■ TASK LIST ■
1) Reproduce the Oslo accords column, beginning at "Yasser Arafat, letter" and stopping after "guns on Israel.", and swap "Rubicon" for "threshold".
2) Pick up the Oslo accords column after its final sentence and continue it in the same style.

======== GIVEN PASSAGE

By: Charles Krauthammer
The Washington Post, October 3, 1996

The PLO commits itself to . . . a
peaceful resolution of the conflict. . .
. Accordingly, the PLO renounces . . .
acts of violence and will assume
responsibility over all PLO elements and
personnel in order to ensure their
compliance, prevent violations and
discipline violators.

Yasser Arafat, letter to Yitzhak
Rabin, Sept. 9, 1993

A Rubicon was crossed in the Middle
East last week, and most American
observers — mesmerized by an
archaeological tunnel — missed it: For
the first time in history, a Palestinian
army, invited by Israel into its midst as
part of the Oslo peace accords, turned
its guns on Israel.

That army was brought in for two
purposes. First, as a tangible symbol of
Palestinian self-government. And second,
to ensure stability and civil order
within the Palestinian-ruled territories.

The last thing Yitzhak Rabin and
Shimon Peres, who negotiated the 1993
Oslo accords, expected was for Yasser
Arafat to turn that army on Israelis.
They didn’t expect it because in return
for all they gave Arafat — recognition,
territory, elections, that army — the
one thing he offered in return was a
solemn, public, written renunciation of
violence. (See above.)

At the time, the Likud opposition
warned that no nation could safely invite
30,000 (now perhaps 45,000, another clear
breach of the Oslo accords) armed men of
its sworn enemy into its midst on a mere
promise. Likud was right.

================
======== DATA SUPPLIED

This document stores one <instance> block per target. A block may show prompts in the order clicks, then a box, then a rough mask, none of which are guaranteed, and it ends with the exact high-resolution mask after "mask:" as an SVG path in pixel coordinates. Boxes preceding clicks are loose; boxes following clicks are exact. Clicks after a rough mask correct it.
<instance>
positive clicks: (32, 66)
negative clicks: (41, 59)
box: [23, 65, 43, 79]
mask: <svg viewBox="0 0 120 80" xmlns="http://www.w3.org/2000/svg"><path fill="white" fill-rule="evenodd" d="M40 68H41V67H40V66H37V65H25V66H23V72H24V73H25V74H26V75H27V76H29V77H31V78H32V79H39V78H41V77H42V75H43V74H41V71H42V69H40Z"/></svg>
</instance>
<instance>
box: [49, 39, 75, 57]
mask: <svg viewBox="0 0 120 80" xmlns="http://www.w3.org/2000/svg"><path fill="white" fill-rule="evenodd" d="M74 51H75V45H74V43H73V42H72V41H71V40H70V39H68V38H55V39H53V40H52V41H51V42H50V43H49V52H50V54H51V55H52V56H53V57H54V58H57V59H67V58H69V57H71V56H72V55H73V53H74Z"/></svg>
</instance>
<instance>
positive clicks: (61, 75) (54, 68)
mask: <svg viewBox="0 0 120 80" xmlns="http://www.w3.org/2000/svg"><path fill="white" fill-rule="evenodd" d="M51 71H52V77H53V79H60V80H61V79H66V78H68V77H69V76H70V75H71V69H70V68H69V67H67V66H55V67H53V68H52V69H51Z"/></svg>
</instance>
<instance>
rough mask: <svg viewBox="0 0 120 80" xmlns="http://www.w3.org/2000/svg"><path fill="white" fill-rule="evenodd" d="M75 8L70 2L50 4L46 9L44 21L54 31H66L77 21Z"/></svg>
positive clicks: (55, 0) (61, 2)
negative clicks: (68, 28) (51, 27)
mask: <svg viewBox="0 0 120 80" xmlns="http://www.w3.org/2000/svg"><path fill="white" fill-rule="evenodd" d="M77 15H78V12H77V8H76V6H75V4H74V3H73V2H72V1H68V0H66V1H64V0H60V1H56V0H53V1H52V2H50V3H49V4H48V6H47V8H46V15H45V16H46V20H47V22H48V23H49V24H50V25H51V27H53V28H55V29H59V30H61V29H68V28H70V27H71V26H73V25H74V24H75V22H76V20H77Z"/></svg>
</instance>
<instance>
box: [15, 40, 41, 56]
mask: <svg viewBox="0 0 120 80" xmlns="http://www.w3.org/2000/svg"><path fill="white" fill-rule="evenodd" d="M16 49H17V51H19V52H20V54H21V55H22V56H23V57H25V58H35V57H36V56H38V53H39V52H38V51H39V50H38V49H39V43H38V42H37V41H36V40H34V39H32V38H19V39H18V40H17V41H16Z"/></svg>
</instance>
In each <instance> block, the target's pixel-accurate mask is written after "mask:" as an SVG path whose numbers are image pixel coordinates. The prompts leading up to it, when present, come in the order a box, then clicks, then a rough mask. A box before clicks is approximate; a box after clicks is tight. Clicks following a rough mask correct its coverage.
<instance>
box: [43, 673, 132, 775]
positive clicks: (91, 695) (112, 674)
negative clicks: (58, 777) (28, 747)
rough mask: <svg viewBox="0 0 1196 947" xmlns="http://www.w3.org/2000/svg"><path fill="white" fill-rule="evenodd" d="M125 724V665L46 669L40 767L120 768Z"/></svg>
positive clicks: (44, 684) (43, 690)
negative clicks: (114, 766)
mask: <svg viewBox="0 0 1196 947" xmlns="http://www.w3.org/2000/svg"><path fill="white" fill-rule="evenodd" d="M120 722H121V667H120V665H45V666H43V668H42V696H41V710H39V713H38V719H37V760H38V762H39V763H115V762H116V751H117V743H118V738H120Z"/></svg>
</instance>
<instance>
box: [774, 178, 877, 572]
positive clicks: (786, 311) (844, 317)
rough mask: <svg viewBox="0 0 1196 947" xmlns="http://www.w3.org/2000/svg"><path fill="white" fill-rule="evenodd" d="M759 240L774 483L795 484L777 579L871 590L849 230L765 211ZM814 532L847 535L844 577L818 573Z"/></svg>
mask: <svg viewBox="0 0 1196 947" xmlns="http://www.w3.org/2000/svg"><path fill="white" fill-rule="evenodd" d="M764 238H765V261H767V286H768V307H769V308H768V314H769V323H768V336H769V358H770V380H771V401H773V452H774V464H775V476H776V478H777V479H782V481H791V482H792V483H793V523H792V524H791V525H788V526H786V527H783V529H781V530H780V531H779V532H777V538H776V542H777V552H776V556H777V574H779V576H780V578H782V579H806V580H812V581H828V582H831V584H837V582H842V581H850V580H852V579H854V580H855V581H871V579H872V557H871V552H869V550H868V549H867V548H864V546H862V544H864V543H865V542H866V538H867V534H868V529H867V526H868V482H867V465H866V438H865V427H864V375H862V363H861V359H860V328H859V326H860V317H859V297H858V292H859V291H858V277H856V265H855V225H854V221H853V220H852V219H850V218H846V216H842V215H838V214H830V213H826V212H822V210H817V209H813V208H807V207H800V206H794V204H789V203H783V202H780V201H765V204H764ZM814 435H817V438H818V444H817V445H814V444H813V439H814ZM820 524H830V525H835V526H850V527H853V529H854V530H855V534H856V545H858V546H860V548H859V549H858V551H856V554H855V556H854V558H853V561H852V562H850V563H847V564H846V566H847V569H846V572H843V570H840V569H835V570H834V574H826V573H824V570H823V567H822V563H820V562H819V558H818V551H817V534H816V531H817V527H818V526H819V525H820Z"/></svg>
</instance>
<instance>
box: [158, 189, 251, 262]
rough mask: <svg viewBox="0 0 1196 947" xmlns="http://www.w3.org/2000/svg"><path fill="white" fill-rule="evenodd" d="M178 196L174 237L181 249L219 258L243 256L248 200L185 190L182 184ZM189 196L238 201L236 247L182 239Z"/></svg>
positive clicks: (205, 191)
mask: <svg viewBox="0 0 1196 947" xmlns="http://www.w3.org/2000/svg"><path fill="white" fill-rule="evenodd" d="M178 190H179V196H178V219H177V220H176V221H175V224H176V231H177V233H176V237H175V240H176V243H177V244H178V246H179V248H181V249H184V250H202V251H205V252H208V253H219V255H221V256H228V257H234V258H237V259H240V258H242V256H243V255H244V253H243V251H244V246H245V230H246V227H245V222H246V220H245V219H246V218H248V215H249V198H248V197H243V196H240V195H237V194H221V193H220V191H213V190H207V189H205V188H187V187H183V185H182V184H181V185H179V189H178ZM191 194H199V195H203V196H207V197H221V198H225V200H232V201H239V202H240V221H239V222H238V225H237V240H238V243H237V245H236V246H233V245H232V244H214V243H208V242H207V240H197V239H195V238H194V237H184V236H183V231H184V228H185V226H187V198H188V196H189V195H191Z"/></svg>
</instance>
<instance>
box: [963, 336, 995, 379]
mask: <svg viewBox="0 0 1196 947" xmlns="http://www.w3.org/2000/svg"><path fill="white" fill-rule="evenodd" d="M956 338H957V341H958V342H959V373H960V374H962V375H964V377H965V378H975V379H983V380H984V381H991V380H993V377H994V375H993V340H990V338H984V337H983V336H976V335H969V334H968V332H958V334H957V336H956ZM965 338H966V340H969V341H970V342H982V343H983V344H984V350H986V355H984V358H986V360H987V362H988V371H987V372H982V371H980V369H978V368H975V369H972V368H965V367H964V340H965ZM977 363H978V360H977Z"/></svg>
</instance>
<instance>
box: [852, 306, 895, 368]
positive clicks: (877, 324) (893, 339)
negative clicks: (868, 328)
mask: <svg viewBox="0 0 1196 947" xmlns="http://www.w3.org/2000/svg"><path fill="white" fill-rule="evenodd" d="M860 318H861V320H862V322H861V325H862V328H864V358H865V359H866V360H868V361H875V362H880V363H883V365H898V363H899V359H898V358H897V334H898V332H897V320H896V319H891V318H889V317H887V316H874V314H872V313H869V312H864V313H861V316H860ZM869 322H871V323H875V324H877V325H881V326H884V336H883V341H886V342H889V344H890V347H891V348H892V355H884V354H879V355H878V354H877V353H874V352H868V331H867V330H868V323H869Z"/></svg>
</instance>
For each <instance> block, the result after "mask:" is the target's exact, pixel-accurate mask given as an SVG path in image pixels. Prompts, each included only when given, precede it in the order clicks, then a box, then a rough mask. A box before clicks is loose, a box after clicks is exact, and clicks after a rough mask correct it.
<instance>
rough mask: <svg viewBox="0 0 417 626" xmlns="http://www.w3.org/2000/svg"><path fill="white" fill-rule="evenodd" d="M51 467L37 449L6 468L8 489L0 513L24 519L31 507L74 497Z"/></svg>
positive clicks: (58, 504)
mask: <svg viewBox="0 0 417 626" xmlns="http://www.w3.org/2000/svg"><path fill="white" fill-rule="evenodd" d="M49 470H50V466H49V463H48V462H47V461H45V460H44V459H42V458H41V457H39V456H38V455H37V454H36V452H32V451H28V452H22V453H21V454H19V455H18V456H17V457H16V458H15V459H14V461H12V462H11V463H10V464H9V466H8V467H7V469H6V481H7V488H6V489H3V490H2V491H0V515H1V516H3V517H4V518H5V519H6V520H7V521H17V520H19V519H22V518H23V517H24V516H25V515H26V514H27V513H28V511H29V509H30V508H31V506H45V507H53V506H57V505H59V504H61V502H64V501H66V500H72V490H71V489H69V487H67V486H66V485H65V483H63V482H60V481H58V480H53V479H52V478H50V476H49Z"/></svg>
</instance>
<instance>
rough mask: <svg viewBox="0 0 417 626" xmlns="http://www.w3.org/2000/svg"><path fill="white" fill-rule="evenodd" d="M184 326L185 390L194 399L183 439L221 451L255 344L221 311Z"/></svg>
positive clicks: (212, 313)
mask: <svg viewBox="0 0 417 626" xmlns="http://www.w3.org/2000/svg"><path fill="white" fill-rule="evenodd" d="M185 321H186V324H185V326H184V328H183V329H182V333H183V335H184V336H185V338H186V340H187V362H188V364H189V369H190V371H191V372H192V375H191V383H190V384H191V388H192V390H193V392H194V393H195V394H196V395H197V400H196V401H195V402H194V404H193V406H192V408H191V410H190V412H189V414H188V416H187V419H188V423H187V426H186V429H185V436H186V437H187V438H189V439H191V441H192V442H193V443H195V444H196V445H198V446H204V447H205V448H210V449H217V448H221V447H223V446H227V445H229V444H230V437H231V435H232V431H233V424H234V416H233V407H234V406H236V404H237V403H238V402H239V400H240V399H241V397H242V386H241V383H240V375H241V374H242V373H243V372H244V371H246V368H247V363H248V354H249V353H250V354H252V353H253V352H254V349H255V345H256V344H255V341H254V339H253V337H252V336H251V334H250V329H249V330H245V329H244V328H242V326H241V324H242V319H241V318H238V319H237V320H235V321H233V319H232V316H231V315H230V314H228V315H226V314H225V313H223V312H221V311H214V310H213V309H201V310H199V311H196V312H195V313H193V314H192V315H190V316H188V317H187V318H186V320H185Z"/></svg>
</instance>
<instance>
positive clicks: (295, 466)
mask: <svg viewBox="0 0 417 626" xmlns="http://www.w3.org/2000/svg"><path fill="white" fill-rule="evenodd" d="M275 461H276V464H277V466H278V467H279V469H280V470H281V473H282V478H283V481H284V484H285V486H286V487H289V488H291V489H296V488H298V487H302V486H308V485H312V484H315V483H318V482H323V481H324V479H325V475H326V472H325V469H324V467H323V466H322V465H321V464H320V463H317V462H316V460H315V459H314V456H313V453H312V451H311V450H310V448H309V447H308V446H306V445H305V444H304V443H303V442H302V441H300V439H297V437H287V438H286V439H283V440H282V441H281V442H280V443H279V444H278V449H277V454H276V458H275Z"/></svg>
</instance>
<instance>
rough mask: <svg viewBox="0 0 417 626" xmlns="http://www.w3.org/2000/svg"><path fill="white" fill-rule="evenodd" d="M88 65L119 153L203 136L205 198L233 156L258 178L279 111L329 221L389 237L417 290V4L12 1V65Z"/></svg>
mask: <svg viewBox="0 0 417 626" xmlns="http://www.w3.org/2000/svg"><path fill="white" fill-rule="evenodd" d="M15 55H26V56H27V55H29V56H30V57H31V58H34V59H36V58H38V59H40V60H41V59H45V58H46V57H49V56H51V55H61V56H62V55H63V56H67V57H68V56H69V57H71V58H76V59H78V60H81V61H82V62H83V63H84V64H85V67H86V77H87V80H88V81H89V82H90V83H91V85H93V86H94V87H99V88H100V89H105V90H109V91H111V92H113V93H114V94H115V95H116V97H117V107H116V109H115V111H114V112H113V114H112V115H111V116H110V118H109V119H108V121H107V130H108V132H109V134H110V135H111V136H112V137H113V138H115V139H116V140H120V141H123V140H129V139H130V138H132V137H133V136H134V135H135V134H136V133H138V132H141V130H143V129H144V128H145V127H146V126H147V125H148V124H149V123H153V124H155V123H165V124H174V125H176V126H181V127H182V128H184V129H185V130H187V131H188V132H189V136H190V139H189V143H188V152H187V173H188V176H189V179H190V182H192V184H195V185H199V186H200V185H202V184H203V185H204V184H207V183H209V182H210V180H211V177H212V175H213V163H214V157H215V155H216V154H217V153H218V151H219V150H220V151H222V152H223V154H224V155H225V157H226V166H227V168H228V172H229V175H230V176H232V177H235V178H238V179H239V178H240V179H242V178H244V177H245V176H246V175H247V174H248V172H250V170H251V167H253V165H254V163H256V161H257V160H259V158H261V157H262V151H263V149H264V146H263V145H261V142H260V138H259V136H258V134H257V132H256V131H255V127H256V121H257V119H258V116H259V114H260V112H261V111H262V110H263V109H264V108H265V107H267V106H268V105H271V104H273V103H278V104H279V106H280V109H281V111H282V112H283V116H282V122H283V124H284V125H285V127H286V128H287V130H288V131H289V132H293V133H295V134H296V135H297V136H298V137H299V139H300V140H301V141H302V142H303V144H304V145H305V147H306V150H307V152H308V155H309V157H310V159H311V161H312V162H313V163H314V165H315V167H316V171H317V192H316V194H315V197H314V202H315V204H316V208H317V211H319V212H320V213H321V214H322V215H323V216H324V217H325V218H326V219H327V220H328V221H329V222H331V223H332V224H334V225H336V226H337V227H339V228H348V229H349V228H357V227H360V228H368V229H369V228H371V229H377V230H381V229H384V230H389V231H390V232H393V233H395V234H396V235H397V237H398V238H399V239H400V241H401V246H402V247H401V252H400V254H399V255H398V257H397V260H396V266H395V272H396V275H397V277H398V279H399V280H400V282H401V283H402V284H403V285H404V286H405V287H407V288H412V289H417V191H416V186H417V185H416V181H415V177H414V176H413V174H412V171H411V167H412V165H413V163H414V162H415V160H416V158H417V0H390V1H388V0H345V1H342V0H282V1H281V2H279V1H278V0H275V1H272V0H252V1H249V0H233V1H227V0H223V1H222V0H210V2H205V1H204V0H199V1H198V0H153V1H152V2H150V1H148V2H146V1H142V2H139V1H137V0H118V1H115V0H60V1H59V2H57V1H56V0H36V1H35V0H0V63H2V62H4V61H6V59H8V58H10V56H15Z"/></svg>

================

■ YOUR RESPONSES ■
1)
Yasser Arafat, letter to Yitzhak
Rabin, Sept. 9, 1993

A threshold was crossed in the Middle
East last week, and most American
observers — mesmerized by an
archaeological tunnel — missed it: For
the first time in history, a Palestinian
army, invited by Israel into its midst as
part of the Oslo peace accords, turned
its guns on Israel.

2)
Ever since Israel changed governments
by electing Binjamin Netanyahu prime
minister, PLO leaders have been openly
threatening a new intifada (yet another
violation of Oslo) if this or that demand
on Israel was not met. So when Israel
opened an archaeological pedestrian
tunnel in Jerusalem — which Western news
media are finally beginning to
acknowledge neither undermines nor
threatens nor even touches the Islamic
holy sites on the Temple Mount — Arafat
seized the occasion to order his people
into the streets and let his army turn
its guns on Israel.

That, not the tunnel, is why we had
this week’s hasty White House summit.
That also is why the summit could not
possibly have succeeded.
“Success,” as defined by the
diplomats, would have meant extracting
some major concession from Israel to
allay Palestinian demands and thus avert
new Palestinian violence. But, of course,
such concessions would have legitimized
and indeed rewarded the turning of the
Palestinian army on Israel.

And that would have been the ultimate
failure. No peace process can survive in
which one side can resort to war whenever
it declares itself “frustrated”
or otherwise unhappy with the pace of
negotiations.

Which is precisely what Arafat did
last week. For all his current “Who
me?” arms-length treatment of the
violence, its unleashing was a deliberate
political decision taken by Arafat and
his cabinet. With his usual Beirut-style
brinksmanship, Arafat used the tunnel as
the pretext to display his trump card:
his new army.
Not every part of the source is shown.